(Prompt) Wherever "below" occurs in the entries, copy the line that holds it.

(Items from a dataset)
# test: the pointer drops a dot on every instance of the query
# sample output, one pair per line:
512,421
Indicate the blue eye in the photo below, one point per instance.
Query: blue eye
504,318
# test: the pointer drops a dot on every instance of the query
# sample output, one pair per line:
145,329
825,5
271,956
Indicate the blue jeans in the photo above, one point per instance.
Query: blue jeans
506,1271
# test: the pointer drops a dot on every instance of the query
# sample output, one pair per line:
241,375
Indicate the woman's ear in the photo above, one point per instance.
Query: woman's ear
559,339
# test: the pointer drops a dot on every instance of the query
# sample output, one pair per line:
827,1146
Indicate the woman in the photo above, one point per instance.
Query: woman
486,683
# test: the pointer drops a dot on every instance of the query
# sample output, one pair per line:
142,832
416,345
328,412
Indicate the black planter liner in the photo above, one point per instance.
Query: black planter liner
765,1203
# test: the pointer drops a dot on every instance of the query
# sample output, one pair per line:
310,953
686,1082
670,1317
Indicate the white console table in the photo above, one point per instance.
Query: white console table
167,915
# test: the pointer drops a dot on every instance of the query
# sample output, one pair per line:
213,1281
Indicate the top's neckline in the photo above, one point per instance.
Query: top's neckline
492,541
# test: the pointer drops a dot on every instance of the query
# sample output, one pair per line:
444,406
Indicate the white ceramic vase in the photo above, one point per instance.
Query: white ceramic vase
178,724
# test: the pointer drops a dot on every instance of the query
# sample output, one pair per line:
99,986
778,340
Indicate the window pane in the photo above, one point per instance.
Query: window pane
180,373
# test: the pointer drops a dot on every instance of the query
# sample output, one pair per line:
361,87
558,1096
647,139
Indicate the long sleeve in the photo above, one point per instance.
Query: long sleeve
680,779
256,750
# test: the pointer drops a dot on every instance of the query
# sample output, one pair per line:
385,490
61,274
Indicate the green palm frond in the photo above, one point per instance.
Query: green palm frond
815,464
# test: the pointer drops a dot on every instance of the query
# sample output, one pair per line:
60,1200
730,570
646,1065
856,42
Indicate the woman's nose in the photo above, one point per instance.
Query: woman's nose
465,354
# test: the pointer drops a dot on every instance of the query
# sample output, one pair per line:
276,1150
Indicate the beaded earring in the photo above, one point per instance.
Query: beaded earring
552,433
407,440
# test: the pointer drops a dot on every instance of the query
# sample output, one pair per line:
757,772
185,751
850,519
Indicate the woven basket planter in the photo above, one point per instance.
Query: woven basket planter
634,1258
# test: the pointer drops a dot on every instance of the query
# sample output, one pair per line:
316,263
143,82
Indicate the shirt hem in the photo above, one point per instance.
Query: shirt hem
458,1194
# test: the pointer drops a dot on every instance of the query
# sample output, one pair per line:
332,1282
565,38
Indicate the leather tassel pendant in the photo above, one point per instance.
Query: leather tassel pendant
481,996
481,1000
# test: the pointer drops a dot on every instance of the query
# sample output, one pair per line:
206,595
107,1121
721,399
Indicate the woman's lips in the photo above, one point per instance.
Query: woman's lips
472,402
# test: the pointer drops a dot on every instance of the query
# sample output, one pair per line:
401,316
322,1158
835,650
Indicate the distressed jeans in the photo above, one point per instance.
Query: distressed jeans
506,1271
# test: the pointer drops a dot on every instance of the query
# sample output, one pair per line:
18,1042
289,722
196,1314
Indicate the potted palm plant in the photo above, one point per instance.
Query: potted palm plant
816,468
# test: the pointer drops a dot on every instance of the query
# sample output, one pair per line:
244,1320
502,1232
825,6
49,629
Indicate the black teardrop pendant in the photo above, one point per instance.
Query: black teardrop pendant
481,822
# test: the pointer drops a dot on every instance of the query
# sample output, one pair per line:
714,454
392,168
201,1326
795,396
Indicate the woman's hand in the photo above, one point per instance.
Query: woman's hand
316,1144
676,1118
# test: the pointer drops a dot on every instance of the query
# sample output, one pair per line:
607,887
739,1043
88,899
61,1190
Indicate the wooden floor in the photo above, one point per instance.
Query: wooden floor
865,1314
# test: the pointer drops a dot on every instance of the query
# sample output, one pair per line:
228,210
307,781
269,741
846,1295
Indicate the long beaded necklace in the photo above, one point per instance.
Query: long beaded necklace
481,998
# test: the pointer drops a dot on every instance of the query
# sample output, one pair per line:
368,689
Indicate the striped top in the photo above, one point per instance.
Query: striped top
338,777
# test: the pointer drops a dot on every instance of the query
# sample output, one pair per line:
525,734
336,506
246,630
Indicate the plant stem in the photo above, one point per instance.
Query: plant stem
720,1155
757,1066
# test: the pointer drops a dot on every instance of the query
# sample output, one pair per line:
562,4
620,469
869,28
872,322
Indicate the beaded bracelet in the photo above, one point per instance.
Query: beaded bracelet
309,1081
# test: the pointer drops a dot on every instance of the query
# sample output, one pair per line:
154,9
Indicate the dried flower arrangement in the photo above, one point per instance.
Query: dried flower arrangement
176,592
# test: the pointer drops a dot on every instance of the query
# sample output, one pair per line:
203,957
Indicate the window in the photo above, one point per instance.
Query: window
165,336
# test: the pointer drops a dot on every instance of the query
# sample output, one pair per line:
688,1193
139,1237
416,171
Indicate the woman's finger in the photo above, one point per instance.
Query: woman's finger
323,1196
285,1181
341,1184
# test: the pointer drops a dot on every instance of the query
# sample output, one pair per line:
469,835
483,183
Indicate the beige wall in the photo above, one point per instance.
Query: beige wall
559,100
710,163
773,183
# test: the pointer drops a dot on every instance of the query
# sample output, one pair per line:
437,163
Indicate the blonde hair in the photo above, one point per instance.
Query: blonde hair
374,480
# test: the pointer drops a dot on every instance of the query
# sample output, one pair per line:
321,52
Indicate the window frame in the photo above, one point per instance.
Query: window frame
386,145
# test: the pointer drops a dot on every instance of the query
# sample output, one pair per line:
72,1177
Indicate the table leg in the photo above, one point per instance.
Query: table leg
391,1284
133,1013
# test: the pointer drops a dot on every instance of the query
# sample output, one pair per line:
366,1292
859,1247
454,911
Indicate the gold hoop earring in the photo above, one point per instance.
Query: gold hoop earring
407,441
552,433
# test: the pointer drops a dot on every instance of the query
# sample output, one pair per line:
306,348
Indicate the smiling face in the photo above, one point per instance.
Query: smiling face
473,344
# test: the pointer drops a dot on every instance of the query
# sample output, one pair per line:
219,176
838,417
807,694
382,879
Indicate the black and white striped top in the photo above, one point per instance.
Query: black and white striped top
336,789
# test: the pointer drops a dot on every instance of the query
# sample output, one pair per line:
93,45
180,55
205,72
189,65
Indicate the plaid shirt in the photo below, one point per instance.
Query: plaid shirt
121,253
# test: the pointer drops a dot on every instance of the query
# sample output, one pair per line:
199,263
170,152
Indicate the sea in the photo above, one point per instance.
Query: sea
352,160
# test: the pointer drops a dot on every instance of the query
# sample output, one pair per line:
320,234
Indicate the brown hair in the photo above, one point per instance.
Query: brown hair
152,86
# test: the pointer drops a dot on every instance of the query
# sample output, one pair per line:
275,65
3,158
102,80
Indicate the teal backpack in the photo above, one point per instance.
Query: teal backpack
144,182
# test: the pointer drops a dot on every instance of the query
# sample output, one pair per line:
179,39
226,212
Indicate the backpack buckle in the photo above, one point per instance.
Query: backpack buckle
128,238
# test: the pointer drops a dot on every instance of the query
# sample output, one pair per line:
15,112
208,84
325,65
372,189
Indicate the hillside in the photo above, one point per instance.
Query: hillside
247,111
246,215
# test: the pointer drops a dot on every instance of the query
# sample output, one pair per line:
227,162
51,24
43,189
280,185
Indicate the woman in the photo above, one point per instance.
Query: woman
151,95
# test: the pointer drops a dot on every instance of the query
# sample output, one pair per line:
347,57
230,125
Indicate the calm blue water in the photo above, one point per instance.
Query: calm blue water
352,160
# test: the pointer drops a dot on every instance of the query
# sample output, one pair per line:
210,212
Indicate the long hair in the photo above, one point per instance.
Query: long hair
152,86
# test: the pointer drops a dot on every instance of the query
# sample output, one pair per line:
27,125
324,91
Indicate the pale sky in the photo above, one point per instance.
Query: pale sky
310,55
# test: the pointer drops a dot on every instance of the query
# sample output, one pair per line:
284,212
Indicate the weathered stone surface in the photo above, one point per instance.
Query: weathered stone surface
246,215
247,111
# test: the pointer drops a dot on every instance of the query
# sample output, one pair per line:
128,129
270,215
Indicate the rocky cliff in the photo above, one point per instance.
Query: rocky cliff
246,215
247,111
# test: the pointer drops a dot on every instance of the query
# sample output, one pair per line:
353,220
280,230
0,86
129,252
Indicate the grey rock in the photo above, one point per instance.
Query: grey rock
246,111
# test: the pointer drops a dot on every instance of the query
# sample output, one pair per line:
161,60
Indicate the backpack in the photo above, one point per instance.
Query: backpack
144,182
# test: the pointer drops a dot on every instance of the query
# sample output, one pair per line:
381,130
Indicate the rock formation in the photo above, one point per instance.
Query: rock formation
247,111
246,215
==
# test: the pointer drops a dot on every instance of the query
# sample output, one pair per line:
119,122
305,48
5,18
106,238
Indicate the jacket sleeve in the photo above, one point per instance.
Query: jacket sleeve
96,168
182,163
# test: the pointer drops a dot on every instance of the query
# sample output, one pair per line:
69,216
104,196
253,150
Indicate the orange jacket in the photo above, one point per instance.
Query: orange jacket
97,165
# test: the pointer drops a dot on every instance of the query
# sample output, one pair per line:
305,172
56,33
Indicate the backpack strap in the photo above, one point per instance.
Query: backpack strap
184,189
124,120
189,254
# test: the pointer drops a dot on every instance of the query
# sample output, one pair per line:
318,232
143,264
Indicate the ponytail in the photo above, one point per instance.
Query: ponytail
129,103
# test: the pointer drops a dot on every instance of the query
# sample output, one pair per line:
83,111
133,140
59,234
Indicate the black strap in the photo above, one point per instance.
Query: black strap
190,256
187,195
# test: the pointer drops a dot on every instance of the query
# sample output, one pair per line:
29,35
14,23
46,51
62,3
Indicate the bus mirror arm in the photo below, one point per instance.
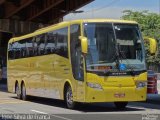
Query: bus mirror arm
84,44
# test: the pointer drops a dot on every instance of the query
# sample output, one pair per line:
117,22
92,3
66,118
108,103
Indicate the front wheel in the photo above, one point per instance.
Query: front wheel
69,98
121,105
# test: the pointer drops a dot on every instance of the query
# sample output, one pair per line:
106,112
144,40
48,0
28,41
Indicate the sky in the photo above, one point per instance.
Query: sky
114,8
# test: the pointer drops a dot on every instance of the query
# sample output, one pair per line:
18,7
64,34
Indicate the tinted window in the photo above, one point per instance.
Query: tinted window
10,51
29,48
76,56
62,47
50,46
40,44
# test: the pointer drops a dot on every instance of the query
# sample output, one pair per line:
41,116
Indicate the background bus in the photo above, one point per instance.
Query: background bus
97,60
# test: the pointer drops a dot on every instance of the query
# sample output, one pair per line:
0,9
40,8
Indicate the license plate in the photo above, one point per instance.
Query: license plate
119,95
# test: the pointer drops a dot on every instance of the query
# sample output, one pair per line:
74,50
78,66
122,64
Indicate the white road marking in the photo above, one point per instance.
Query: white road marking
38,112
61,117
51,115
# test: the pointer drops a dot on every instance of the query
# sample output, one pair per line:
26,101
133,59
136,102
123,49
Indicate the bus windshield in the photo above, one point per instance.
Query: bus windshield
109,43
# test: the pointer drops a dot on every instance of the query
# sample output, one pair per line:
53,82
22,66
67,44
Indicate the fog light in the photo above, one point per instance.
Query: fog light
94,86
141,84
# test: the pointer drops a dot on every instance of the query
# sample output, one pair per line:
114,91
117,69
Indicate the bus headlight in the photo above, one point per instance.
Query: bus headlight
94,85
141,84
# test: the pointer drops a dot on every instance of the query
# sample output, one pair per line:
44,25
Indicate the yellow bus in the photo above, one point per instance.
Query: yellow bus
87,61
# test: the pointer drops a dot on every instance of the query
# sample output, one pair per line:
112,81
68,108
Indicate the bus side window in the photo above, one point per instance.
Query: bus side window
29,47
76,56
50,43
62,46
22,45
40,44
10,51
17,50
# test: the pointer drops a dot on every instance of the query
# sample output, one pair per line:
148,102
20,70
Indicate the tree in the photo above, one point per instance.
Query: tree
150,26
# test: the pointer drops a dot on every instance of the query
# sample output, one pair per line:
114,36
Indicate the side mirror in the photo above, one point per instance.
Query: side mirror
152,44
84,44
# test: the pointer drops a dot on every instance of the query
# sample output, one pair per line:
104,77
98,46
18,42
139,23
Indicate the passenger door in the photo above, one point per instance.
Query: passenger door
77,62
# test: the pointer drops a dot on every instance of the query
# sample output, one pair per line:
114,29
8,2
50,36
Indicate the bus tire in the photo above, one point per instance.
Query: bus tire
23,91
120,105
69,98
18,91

(Answer for this exercise)
Indicate the blue eye in the photo below, one point per instance.
Indicate the plaid shirt in the photo below, one point per instance.
Indicate the bus mirror arm in the photo below, one point per instance.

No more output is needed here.